Task list –
a - Using the passage on the Bekaa Valley drugs industry, decide whether each statement agrees with it. Answer yes or no for each, and quote the words of the passage that settle it. (i) The drugs industry in the Bekaa Valley goes back to the time of the Ottoman Empire. (ii) An American agricultural loan paid for the import of 5,000 dairy cows. (iii) Most of the money from the United Nations crop substitution programme reached the people of Bekaa.
b - Answer these questions from the passage on the Bekaa Valley drugs industry.
(i) In what year did the civil war break out?
(ii) Which capital did the United States pressure to take action in the 1990s?
(iii) How much per year did the United Nations crop substitution programme cost?
c - From the passage on the Bekaa Valley drugs industry, reproduce the part that opens with the words containing "But the efforts" and closes with "people of Bekaa.".

Passage provided –
========================

Lebanon's government has periodically tried to eradicate the drugs 
industry, which has existed in the Bekaa Valley since the days of the 
Ottoman Empire.

But the efforts were abandoned after the outbreak of the civil war in 
1975, when militias and political groups used the trade to fund the 
war and also diversified into opium and heroin production.

In the 1990s, when the Syrian military occupation of the country 
began, the United States pressured Damascus to take action. An 
American agricultural loan paid for the import of 3,000 dairy cows in 
the hope of building alternative industries on which the Bekaa Valley 
residents could depend.

A $300-million-a-year United Nations programme of crop substitution 
was also implemented, but government corruption prevented most of 
that money from reaching the people of Bekaa.

========================

[Coordinate annotation entries]
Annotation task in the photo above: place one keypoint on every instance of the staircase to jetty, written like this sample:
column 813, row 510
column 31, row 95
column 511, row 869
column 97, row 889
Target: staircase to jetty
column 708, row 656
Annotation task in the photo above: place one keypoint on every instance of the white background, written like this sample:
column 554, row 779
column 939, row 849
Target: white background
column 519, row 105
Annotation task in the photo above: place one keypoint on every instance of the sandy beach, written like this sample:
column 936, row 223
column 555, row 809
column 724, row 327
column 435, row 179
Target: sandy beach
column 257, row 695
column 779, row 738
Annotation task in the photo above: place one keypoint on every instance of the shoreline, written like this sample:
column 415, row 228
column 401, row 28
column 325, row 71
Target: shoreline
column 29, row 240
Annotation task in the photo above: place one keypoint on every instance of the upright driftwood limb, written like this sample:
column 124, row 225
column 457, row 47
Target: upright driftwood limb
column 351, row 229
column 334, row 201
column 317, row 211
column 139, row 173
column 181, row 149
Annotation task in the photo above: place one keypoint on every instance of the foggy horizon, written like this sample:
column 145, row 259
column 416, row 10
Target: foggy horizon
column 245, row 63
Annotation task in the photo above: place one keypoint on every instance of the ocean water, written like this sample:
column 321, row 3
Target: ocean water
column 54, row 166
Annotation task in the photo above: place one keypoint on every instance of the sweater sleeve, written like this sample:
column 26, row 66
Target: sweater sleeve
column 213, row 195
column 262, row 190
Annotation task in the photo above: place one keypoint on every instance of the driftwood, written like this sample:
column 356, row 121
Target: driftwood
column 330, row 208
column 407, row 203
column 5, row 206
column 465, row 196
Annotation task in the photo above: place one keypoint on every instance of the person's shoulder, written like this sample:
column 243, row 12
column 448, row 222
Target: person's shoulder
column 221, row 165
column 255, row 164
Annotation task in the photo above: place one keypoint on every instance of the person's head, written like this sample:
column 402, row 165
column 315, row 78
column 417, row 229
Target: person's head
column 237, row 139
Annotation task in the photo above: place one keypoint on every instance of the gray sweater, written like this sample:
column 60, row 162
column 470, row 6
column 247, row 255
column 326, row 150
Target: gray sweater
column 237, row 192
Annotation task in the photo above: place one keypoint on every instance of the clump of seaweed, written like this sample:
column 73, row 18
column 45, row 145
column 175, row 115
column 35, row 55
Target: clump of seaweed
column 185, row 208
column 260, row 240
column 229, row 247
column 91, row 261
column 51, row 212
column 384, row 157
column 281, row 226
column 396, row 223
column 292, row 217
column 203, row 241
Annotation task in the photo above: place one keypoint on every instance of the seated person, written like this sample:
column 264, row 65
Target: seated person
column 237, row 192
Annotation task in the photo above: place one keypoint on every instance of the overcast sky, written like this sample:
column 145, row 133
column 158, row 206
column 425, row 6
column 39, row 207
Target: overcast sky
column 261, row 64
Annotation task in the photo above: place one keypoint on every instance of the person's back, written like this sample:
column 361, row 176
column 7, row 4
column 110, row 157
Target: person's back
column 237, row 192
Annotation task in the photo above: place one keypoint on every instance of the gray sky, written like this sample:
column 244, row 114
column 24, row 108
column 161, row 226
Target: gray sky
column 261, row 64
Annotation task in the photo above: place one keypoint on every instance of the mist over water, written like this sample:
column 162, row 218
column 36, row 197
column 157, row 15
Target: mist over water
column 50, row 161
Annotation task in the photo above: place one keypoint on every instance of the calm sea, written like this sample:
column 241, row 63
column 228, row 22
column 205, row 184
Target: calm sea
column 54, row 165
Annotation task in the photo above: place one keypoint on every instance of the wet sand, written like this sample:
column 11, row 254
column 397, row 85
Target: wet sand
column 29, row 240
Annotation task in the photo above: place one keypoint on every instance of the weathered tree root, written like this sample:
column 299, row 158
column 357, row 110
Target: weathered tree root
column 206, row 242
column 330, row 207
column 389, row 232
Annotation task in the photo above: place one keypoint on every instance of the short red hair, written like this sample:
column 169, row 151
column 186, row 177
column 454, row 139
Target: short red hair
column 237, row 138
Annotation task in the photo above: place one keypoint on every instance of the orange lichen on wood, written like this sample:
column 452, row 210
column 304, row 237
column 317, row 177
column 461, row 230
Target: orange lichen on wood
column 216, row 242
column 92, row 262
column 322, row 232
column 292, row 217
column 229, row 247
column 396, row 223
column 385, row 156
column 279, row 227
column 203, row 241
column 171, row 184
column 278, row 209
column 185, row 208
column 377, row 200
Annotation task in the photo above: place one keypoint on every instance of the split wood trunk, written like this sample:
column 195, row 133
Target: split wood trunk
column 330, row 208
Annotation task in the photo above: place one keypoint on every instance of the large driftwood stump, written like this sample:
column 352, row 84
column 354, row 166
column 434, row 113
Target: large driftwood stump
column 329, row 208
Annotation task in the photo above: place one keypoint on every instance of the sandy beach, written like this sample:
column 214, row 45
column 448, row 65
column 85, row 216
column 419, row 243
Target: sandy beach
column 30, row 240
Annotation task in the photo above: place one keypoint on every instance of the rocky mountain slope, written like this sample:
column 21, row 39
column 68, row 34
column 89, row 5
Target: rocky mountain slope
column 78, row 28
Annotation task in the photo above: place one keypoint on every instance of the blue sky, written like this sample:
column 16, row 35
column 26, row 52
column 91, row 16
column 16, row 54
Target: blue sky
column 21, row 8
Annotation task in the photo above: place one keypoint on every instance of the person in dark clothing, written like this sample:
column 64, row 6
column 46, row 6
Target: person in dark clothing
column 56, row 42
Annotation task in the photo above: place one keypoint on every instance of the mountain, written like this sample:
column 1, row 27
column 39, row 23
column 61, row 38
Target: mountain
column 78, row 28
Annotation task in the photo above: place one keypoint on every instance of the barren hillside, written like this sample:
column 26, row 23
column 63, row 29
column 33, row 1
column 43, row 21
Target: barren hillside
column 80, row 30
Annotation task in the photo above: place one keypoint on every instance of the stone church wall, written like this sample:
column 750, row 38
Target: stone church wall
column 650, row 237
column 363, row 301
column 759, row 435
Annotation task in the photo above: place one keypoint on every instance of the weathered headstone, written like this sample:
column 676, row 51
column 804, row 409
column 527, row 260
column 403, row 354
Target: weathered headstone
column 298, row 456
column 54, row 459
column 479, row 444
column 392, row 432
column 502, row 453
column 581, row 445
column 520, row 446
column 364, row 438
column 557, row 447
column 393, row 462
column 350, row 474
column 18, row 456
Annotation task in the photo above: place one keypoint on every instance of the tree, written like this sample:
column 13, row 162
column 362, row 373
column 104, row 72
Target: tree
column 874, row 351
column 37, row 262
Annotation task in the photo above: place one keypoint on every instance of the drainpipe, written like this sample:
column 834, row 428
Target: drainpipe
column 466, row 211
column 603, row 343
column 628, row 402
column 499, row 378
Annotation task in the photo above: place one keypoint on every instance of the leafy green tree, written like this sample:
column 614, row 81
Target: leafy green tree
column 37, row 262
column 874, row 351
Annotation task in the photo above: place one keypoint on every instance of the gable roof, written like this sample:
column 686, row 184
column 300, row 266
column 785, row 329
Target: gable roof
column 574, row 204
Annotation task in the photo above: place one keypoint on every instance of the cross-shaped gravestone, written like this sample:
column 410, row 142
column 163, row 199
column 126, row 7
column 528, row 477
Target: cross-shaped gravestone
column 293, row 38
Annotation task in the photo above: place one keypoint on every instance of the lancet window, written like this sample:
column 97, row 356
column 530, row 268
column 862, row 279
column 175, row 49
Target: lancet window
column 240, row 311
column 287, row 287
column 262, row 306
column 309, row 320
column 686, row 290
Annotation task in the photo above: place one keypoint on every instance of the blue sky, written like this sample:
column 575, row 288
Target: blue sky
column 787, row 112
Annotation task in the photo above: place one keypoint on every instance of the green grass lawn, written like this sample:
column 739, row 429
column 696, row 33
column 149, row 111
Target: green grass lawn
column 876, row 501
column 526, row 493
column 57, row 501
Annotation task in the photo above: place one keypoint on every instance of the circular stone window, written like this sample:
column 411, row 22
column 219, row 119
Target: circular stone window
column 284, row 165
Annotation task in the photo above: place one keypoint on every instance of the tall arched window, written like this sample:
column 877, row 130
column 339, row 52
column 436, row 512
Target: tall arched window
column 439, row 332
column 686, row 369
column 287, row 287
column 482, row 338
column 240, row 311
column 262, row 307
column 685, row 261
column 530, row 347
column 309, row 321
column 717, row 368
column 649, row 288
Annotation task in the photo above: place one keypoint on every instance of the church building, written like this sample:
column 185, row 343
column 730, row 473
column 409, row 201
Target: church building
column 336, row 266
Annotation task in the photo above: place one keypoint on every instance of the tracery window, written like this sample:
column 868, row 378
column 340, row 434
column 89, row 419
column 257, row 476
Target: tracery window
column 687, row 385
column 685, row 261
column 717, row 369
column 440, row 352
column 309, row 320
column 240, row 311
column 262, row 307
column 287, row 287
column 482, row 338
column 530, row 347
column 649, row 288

========================

Full answers –
a -
(i) Yes: "which has existed in the Bekaa Valley since the days of the Ottoman Empire"
(ii) No: "An American agricultural loan paid for the import of 3,000 dairy cows"
(iii) No: "government corruption prevented most of that money from reaching the people of Bekaa"

b -
(i) 1975
(ii) Damascus
(iii) $300 million

c -
But the efforts were abandoned after the outbreak of the civil war in 
1975, when militias and political groups used the trade to fund the 
war and also diversified into opium and heroin production.

In the 1990s, when the Syrian military occupation of the country 
began, the United States pressured Damascus to take action. An 
American agricultural loan paid for the import of 3,000 dairy cows in 
the hope of building alternative industries on which the Bekaa Valley 
residents could depend.

A $300-million-a-year United Nations programme of crop substitution 
was also implemented, but government corruption prevented most of 
that money from reaching the people of Bekaa.